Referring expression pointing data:
___

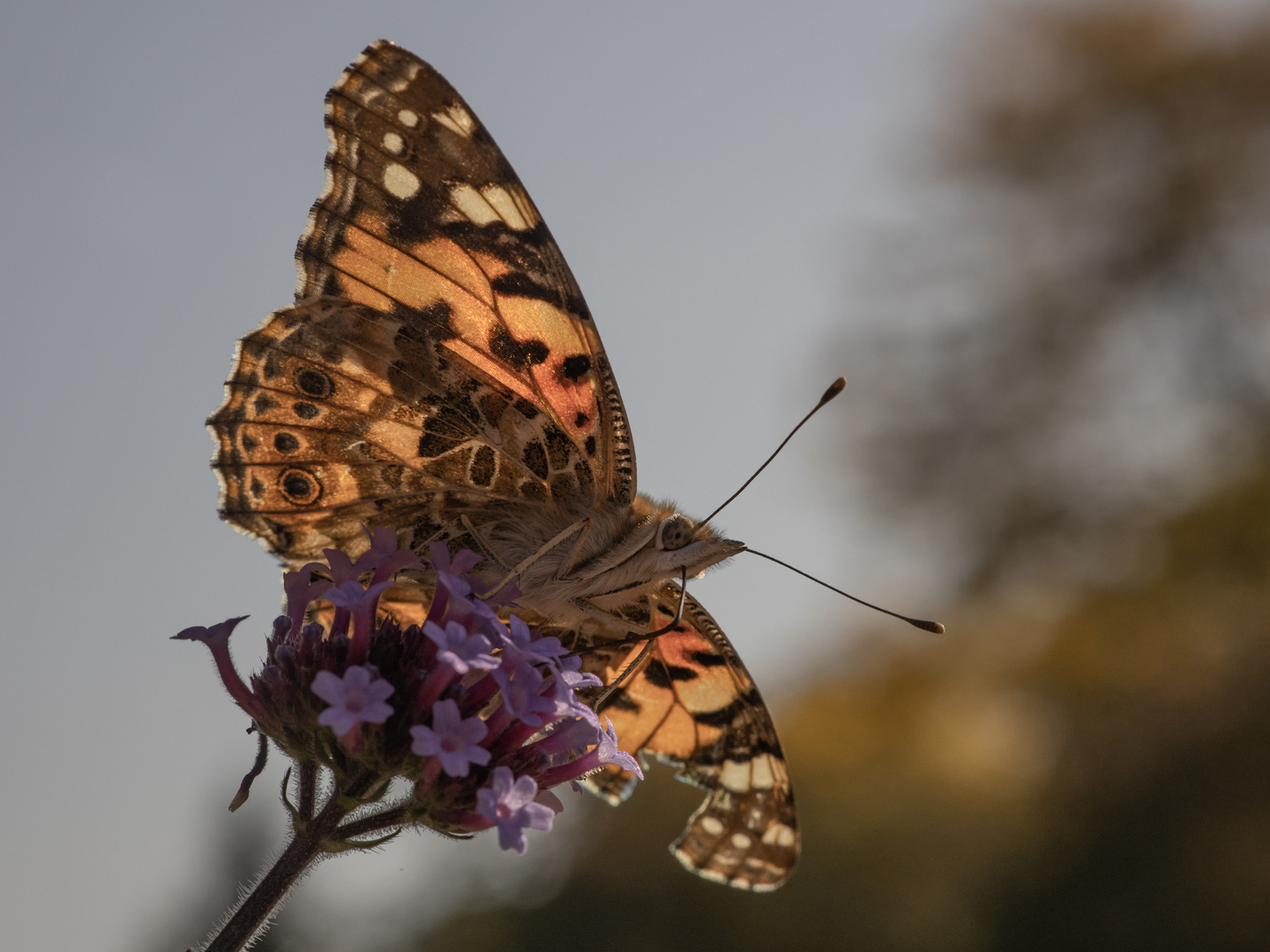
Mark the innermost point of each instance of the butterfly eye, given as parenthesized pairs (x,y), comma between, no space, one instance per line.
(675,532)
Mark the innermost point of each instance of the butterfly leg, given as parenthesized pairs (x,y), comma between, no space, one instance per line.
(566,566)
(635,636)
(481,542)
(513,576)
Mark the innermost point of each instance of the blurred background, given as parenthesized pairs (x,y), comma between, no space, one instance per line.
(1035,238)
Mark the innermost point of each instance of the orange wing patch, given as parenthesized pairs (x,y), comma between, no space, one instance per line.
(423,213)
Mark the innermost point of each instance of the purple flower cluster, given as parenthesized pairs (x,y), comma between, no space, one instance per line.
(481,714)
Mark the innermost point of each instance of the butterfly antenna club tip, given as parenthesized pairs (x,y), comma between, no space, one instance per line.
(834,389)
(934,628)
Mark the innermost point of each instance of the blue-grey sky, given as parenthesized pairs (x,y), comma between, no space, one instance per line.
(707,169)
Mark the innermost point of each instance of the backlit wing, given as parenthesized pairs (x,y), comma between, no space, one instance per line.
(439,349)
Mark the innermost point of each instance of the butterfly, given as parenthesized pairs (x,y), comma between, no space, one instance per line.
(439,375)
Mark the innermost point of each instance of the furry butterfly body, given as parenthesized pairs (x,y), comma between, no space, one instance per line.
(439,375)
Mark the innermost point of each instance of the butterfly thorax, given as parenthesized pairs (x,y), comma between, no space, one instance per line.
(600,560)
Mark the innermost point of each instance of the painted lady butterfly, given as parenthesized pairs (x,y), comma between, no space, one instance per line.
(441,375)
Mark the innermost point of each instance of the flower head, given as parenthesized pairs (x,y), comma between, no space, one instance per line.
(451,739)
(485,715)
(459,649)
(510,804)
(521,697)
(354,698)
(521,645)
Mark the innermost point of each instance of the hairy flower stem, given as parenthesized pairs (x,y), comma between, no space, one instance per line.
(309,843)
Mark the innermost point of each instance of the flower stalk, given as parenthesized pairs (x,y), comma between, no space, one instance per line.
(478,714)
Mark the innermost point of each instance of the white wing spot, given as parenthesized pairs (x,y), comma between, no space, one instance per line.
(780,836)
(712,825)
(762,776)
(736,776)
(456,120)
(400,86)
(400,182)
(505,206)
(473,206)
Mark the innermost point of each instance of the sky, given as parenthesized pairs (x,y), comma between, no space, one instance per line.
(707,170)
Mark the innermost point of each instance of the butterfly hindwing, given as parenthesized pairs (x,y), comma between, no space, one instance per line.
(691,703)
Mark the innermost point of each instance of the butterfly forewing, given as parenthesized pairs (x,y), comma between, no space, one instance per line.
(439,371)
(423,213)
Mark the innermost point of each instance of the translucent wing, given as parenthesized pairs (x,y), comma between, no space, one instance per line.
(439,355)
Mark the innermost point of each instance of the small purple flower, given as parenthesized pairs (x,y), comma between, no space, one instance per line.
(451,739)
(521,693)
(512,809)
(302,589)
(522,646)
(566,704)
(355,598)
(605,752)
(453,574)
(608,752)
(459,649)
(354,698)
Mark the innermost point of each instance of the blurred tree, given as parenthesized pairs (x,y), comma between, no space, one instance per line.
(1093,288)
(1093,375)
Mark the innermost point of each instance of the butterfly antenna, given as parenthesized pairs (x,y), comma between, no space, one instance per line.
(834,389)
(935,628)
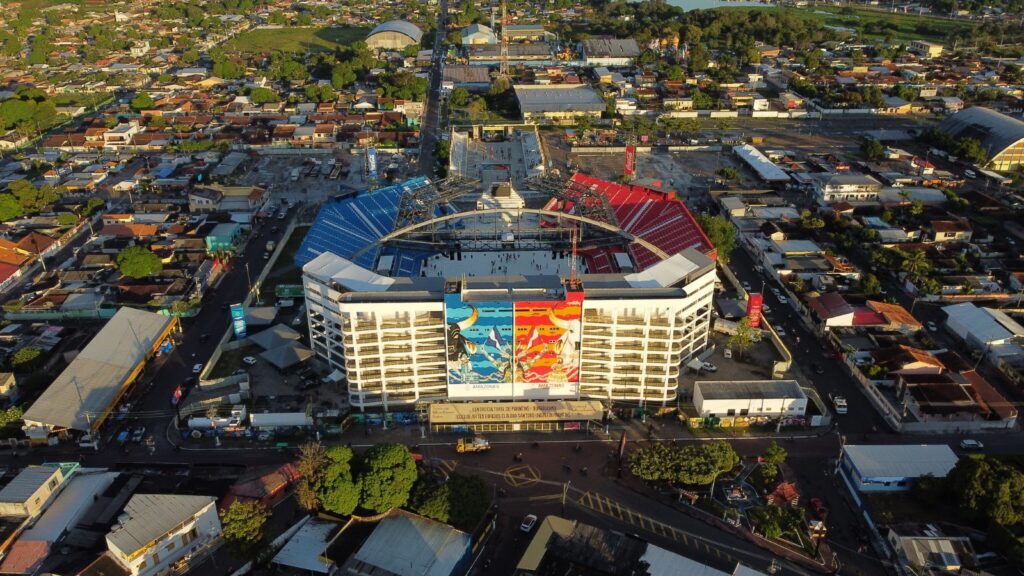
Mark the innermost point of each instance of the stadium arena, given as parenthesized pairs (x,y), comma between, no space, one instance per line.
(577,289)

___

:: EXERCISE DETAILS ::
All of the entries must be reproduced exactly, apart from the pictures, which are to be dropped.

:: ANSWER BOX ::
Mark the innermost point of each instance of the butterfly eye, given as parenthesized pairs (x,y), comma between, no space, one instance per line.
(675,532)
Mark the innermost point of each instance of the butterfly leg, given as parenthesized pairs (x,y), comma between, no space, one instance per line.
(566,566)
(635,636)
(481,542)
(513,576)
Mark the innermost point of each instance of the blurred background, given as parenthesized pairs (x,y), comma between, no space, one instance per line.
(1035,238)
Mark the innermost point of each instance of the orange wing patch, given as parenthesized pairs (x,y), comma between, no space, one instance per line.
(423,213)
Mark the innermost point of each instance of the purple flower cluster, given as parenthesized pairs (x,y), comma between, no space, one instance per line.
(481,714)
Mark the innermost point of each instance of the butterfly antenna club tip, given as parenthesized pairs (x,y), comma between, no space, one instance per line.
(834,389)
(934,628)
Mark the innermost point of each instance of the blue-grey sky, given as parenthesized pairs (x,y), comma between, no space, one instance per line.
(707,169)
Mark the innermost point of each instance of the backlit wing, given as parenthesized pairs (x,y), comma between, no space, one instance per line.
(439,349)
Mark the innermost point of each instance of the butterfly, given as parenthesized pairs (x,y), comma between, no space, one instance per line.
(439,375)
Mark the innermost point of each instance of the furry butterfly body, given as parenthesized pairs (x,y), comma between, no space, one instance per line.
(439,375)
Mark the innermost point of each instance of the butterfly thorax, given as parenthesized pairs (x,y), comma between, no space, one instance per line.
(600,560)
Mark the innermost point of each instance of the painted lady butterfly, given as parenthesized pairs (x,y), comma between, no space, one instance per line.
(441,375)
Mark the innermost point of each instance of the flower head, given as parenthesized pairs (x,y), comma between, no space, one instance per line.
(451,739)
(485,715)
(459,649)
(510,804)
(521,697)
(354,698)
(521,645)
Mark the innermost point of each instance of the hairy flower stem, given as parenthesized pairs (x,y), comma between, no space, one instance per line.
(309,843)
Mark the innermost point of each instance of the flower stalk, given as parenthesized pairs (x,y), comma between, no space, one instance per line.
(478,714)
Mark the innermost point of each instance of the white wing spot, given as parenthesized pairs (x,y), comma between, no space, one instance per line.
(780,836)
(712,825)
(762,776)
(736,776)
(456,120)
(400,86)
(400,182)
(505,206)
(473,206)
Mark the innermost point of each instance of the sky, given as parenthesized pairs (x,y), comma between, no space, one instance per line.
(707,170)
Mark the innermost point of each instance of the butterfly hindwing, given as parenthesized pairs (x,y), comma between, no space, one instance per line.
(691,703)
Mark the innermost point of each instance of the butterfly forewing, given as parenthesized pairs (x,y), comma between, no space, one instance per line.
(439,371)
(423,213)
Mark the innermost point of each instance of the translucent wing, given as parenthesized pairs (x,y), comma between, no space, one instance per line.
(439,355)
Mark the innermost point of each instance of the small purple flower, given as parenthesized pairs (x,y), comma between, no space, one instance per line.
(451,739)
(521,693)
(512,809)
(302,589)
(522,646)
(566,704)
(355,598)
(605,752)
(453,574)
(608,752)
(459,649)
(354,698)
Mark the innermost point of each instance of the blurred tree, given as parenthesized pairs (x,y), comma between, no space, one instance per line.
(1093,288)
(1093,375)
Mark the innermost point of each instance of the butterfly antenna, given as parenthesized pairs (x,y), comma between, no space, one instance per line.
(834,389)
(935,628)
Mark the innermost point of each instance of the stadium arena, given as parenthesized pairs (x,y), comma between, no space, one instance per line.
(577,289)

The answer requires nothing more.